Aquares 3D Ground Modelling
In many industrial applications involving alluvial mining, dredging and marine construction the application of this high quality survey method has opened new frontiers in the way these projects are being designed and prepared based on the capability of the Aquares resistivity method to generate high quality geophysical data presented in a georeferenced 4D model. This 3D model contains the base information of an integrated digital ground model which is the foundation on which projects are being designed, tendered and executed. Several examples are shown below with a wide variety of applications including sand searches, port developments, pipe routes, alluvial mining and dredging projects.
Sand Searches - Papua New Guinea
Two multinational construction companies interested in building an aluminium plant and a hydroelectric power station in a mangrove swamp on an island near Papua New Guinea decided to carry out an extensive classical soil investigation around the island to find suitable sand for reclamation purposes. Various geophysical and geotechnical surveys were realized involving seismics, sidescan sonar, multibeam bathymetry, 77 vibocores and 116 boreholes. As the geophysical results were of poor quality the vibrocores and boreholes were randomly placed.
After 2 years of investigations worth 12 million dollar, the final report concluded that no significant volumes of sand were available. The consultants then decided to carry out an Aquares resistivity survey hoping to get a better geological understanding of the site using an integrated 3D ground model. After 10 days of survey work the resistivity results showed the location of more than 200 million m3 of sand deposits.
Moreover, the resistivity results also showed the projected navigation channel leading to the island to be cutting a number of rocky areas (see figure). By changing the design of this channel shifting it about 300 m to the east very expensive dredging costs were avoided. Cost savings based on resistivity results have been estimated at more than 1000 times the survey costs.

**Problem A:** List the kinds of applications that the Aquares page names for its examples.
**Problem B:** Quote the Aquares page word for word, starting at "After 2 years" and ending at "the survey costs.".
The lines set out next play no part in this work.

**Source data:**
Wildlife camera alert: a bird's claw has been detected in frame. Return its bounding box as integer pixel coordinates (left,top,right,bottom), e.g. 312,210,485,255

**Task result A:** Sand searches, port developments, pipe routes, alluvial mining, and dredging projects.

**Task result B:**
After 2 years of investigations worth 12 million dollar, the final report concluded that no significant volumes of sand were available. The consultants then decided to carry out an Aquares resistivity survey hoping to get a better geological understanding of the site using an integrated 3D ground model. After 10 days of survey work the resistivity results showed the location of more than 200 million m3 of sand deposits.
Moreover, the resistivity results also showed the projected navigation channel leading to the island to be cutting a number of rocky areas (see figure). By changing the design of this channel shifting it about 300 m to the east very expensive dredging costs were avoided. Cost savings based on resistivity results have been estimated at more than 1000 times the survey costs.